Given problem:
Reproduce every item below word for word, leaving out the pictures.

⁂

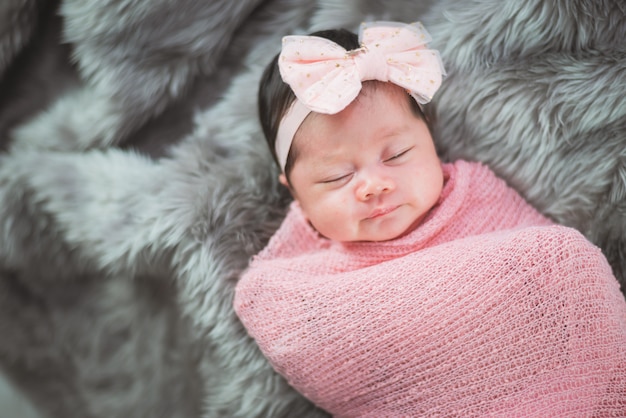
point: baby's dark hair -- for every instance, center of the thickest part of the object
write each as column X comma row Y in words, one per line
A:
column 275, row 96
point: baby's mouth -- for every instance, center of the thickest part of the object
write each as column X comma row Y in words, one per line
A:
column 379, row 212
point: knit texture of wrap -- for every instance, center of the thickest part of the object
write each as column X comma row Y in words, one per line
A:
column 485, row 309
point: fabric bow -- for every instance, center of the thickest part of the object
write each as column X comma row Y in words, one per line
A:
column 326, row 77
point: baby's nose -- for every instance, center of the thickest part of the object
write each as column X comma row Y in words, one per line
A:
column 375, row 185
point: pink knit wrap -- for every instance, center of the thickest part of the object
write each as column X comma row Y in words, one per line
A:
column 484, row 309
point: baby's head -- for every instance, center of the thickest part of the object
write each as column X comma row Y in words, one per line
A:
column 360, row 161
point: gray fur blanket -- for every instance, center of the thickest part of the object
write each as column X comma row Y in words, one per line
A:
column 135, row 183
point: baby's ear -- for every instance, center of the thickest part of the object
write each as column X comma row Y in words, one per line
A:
column 282, row 178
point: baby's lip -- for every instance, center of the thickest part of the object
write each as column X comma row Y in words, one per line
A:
column 378, row 212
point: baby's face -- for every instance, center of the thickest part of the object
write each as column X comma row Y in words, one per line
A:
column 368, row 173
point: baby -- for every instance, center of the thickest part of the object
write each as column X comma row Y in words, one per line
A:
column 401, row 286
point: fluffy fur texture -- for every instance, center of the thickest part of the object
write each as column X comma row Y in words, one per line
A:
column 135, row 184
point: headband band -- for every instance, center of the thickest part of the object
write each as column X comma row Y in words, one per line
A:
column 326, row 78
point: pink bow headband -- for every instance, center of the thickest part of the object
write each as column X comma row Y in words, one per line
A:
column 326, row 78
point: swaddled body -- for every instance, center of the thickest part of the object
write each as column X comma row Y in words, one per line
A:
column 398, row 286
column 485, row 308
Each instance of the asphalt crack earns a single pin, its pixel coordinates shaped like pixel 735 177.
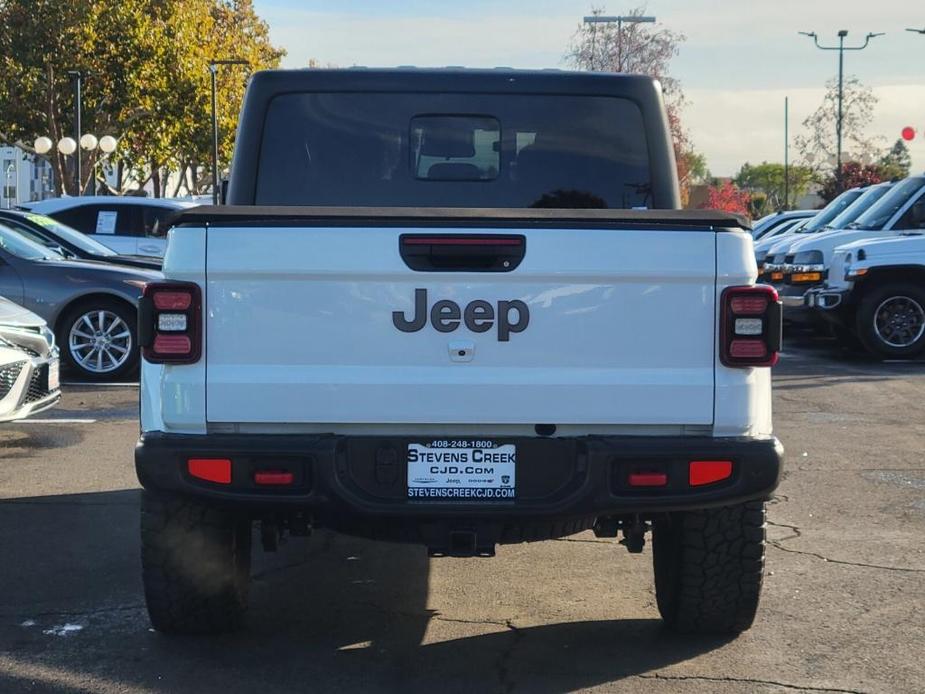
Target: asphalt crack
pixel 131 607
pixel 748 680
pixel 505 682
pixel 797 533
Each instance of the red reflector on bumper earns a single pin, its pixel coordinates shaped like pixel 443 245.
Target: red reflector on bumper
pixel 274 478
pixel 172 301
pixel 210 469
pixel 172 344
pixel 748 349
pixel 648 479
pixel 709 471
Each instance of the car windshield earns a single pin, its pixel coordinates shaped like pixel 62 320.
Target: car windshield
pixel 880 213
pixel 831 211
pixel 860 206
pixel 69 235
pixel 16 244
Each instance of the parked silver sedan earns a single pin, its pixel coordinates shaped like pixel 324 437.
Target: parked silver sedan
pixel 29 376
pixel 91 306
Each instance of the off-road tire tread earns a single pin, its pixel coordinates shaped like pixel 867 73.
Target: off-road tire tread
pixel 537 532
pixel 195 565
pixel 709 566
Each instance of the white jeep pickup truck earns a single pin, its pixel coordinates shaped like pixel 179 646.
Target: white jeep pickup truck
pixel 876 292
pixel 459 308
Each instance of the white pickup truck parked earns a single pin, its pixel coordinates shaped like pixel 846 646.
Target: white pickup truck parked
pixel 876 291
pixel 806 265
pixel 458 308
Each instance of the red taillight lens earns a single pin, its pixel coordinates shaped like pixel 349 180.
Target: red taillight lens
pixel 750 326
pixel 172 301
pixel 172 344
pixel 648 479
pixel 170 322
pixel 216 470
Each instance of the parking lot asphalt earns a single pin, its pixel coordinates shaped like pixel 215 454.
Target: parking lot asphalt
pixel 843 608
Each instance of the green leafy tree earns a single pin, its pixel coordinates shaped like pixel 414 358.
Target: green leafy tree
pixel 767 179
pixel 818 145
pixel 728 198
pixel 146 81
pixel 897 162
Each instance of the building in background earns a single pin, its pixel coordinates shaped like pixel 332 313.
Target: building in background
pixel 23 177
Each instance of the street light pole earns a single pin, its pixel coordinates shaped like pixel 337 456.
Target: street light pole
pixel 213 70
pixel 618 20
pixel 839 122
pixel 77 77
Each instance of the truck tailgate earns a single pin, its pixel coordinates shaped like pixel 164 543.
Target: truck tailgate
pixel 300 329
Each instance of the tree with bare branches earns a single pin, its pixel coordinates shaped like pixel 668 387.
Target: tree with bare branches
pixel 818 145
pixel 644 49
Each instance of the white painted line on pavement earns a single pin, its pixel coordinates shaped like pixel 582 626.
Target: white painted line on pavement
pixel 62 420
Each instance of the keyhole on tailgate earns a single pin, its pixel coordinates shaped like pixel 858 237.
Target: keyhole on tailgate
pixel 461 350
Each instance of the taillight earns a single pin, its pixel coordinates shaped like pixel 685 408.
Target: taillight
pixel 750 326
pixel 170 322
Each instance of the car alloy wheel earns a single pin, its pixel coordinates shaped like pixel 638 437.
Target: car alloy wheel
pixel 899 321
pixel 100 342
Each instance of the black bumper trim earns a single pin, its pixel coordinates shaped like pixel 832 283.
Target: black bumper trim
pixel 581 477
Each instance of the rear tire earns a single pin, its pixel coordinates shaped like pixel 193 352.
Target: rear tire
pixel 114 324
pixel 708 568
pixel 195 565
pixel 891 321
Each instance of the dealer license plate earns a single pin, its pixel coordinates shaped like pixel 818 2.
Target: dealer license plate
pixel 54 377
pixel 461 470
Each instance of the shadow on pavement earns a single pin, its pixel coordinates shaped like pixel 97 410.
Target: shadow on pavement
pixel 330 613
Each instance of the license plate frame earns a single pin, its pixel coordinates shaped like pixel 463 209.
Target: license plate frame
pixel 53 378
pixel 461 470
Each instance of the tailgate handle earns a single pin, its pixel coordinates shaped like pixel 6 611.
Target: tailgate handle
pixel 462 253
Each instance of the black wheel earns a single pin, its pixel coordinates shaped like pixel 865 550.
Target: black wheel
pixel 708 568
pixel 195 563
pixel 98 339
pixel 891 320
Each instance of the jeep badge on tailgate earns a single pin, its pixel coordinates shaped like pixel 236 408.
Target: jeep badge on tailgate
pixel 479 316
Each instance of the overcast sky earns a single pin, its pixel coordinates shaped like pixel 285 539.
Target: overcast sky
pixel 738 63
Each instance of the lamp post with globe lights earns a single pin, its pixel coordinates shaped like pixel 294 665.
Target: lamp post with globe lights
pixel 106 144
pixel 68 147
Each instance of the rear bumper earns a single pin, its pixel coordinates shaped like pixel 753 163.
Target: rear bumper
pixel 831 304
pixel 794 301
pixel 336 478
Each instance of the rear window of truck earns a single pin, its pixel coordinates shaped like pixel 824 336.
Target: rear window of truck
pixel 453 150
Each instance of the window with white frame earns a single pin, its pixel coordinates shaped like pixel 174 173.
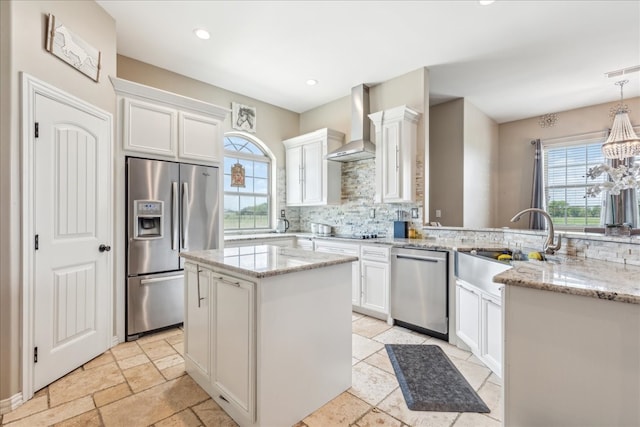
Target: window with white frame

⁂

Answer to this task:
point: baby's dark hair -- for every instance, center of the thickest part of the object
write each as column X comma row Y in words, one per line
A:
column 275, row 96
point: baby's mouth -- for every instance, center of the thickest part of the object
write each as column X comma row Y in words, one per line
A:
column 379, row 212
point: knit texture of wrap -- for every instance, center of the thickest part of the object
write each as column X comma row Y in words, one per line
A:
column 485, row 309
point: fabric bow -- for every instance, center of the thickest part of the object
write each as column X comma row Y in words, one per line
A:
column 326, row 77
point: baby's nose -- for every instance, center of the thickest part of the object
write each as column X comma row Y in words, one per line
A:
column 375, row 185
point: pink knit wrap -- for every instance, center of the thickest part of the object
write each as column X comma row Y in words, one per line
A:
column 484, row 309
point: baby's head -- for every instance, center of the thickest part of the object
write each as column X comma row Y in words, one per line
A:
column 360, row 161
point: gray fur blanket -- for every instance, center of the thickest part of the object
write each as column X comma row Y in words, one per line
A:
column 135, row 183
point: baby's ear -- for every instance, center of the thickest part of the object
write each as column X comma row Y in words, one per line
A:
column 282, row 178
point: baby's lip -- for every instance, center of the thickest part of the object
write each as column X comma row Y in words, one per line
A:
column 378, row 212
point: baby's face -- for every instance, center of the thickest part of the object
write each as column X comma row Y in words, one per line
A:
column 368, row 173
point: baby -- for every instance, center of the thickest part of the object
write each as column X comma row Y in words, one per line
A:
column 401, row 286
point: fluffy fur texture -- for every instance, center of the thickest part of the object
write each as column X comma row Y in words, one per line
A:
column 135, row 184
point: headband band -- for every instance, center of the thickest part of the object
write each as column X comma row Y in words, one per line
A:
column 326, row 78
point: pink bow headband -- for every instance, center of the thickest part of the object
write each as column X comma row Y in words, one per line
A:
column 326, row 78
point: swaddled body -- for every instance, center of the thickest part of the object
write each as column X comma row Y in words, one per line
A:
column 398, row 286
column 485, row 308
Each instance of the asphalt crack earns a single pin, its pixel coordinates shaped like pixel 735 177.
Target: asphalt crack
pixel 131 607
pixel 748 680
pixel 505 682
pixel 797 533
Each instance of the red reflector on bumper earns a single pin, its pixel coordinates shaped like pixel 443 245.
Target: red reflector on bumper
pixel 274 478
pixel 172 301
pixel 210 469
pixel 172 344
pixel 748 349
pixel 648 479
pixel 709 471
Each instance of the car windshield earns a single pin, its pixel coordinates shaped like pixel 62 320.
Target: car windshield
pixel 880 213
pixel 831 211
pixel 860 206
pixel 69 235
pixel 16 244
Each instance of the parked silver sedan earns a single pin, its pixel coordinates shaped like pixel 324 437.
Target: parked silver sedan
pixel 29 376
pixel 91 306
Each instance of the off-road tire tread earns a single pin, its pixel coordinates shaped like pixel 867 73.
Target: off-road tire tread
pixel 537 532
pixel 195 565
pixel 709 566
Each instance of the white jeep pickup truck earns a single pin, its pixel coordinates shaped like pixel 179 646.
Target: white jeep pickup truck
pixel 876 292
pixel 459 308
Each instance of the white pickup truck parked earns a single pin, its pixel coordinates shaped like pixel 846 646.
Target: white pickup truck parked
pixel 876 291
pixel 806 265
pixel 458 308
Each instance of the red taillight lens earns a single pin, its pixel coordinates shaped like pixel 349 180.
Target: red taillight lens
pixel 750 326
pixel 172 301
pixel 172 344
pixel 648 479
pixel 170 322
pixel 216 470
Each instance of the parking lot asphalt earns a single pin, its pixel coordinates shaped like pixel 215 454.
Target: parking lot asphalt
pixel 843 608
Each instance of the green leafy tree earns a single pin, its pixel coordinates shaped like pixel 414 358.
Target: green leafy tree
pixel 767 179
pixel 818 145
pixel 728 198
pixel 146 81
pixel 897 162
Each instance of the building in background earns a single pin, its pixel coordinates shaped like pixel 332 313.
Target: building in background
pixel 23 177
Each instance of the street light pole earns a single pin, its pixel coordinates shaped like pixel 337 456.
Target: street light pole
pixel 213 70
pixel 618 20
pixel 839 122
pixel 77 77
Each instance of the truck tailgate earns a single pin, its pixel coordinates shaped like pixel 164 543.
Target: truck tailgate
pixel 300 329
Each instance of the tree with bare branches earns a single pin, its pixel coordinates shaped like pixel 668 387.
Target: tree with bare branches
pixel 818 145
pixel 644 49
Each instance of the white painted line on pavement earns a single pin, its pixel coordinates shaped like pixel 582 626.
Target: white painted line on pavement
pixel 62 420
Each instance of the keyhole on tailgate earns a single pin, its pixel coordinates shaped like pixel 858 237.
Target: keyhole on tailgate
pixel 461 350
Each instance of the taillight earns a single pin, its pixel coordinates shaped like pixel 685 408.
Target: taillight
pixel 750 326
pixel 170 322
Each instance of the car alloy wheel earns a single pin, its pixel coordinates shaped like pixel 638 437.
Target: car alloy wheel
pixel 899 321
pixel 100 342
Each instance of the black bumper trim earns a single pin, its pixel coordinates shaped like pixel 832 283.
Target: black bumper trim
pixel 581 477
Each instance of the rear tire earns a single pin, its pixel coordinates shaped like pixel 193 352.
Target: rear tire
pixel 114 324
pixel 708 568
pixel 195 565
pixel 891 321
Each instance of the dealer license plate earns a single pin, its pixel coordinates shaped like pixel 818 2.
Target: dealer license plate
pixel 54 377
pixel 461 470
Each instance of the shadow on pavement earns a single pin, its pixel coordinates shaped like pixel 97 410.
Target: shadow on pavement
pixel 330 613
Each instance of the license plate frame earns a single pin, its pixel coordinates shaped like pixel 463 209.
Target: license plate frame
pixel 53 378
pixel 461 470
Each instance of the tailgate handle earns a single pin, its pixel coordinates shaped like pixel 6 611.
Target: tailgate handle
pixel 462 253
Each instance of the black wheel earns a single pin, its pixel coordinates shaped like pixel 865 550.
Target: black wheel
pixel 708 568
pixel 195 563
pixel 98 339
pixel 891 320
Each instance of the jeep badge on tailgate earns a single pin, its pixel coordinates shaped like pixel 236 408.
Target: jeep badge on tailgate
pixel 479 316
Each instance of the overcast sky earns a single pin, its pixel coordinates shaped like pixel 285 539.
Target: overcast sky
pixel 738 63
Each instance of the lamp post with globe lights earns a single pin, its pixel coordinates shaped like pixel 294 665.
Target: lamp post with globe lights
pixel 106 144
pixel 68 147
Each instance of the rear bumper earns a single pin, its pixel coordinates shaped like pixel 753 163.
Target: rear bumper
pixel 831 304
pixel 794 301
pixel 336 478
Each instance of the rear window of truck earns a single pin, its pixel coordinates shaped like pixel 824 336.
Target: rear window of truck
pixel 453 150
Each instance of the window with white frame earns a single pin, its pixel coordinates shaped like pixel 174 173.
Target: window with white frame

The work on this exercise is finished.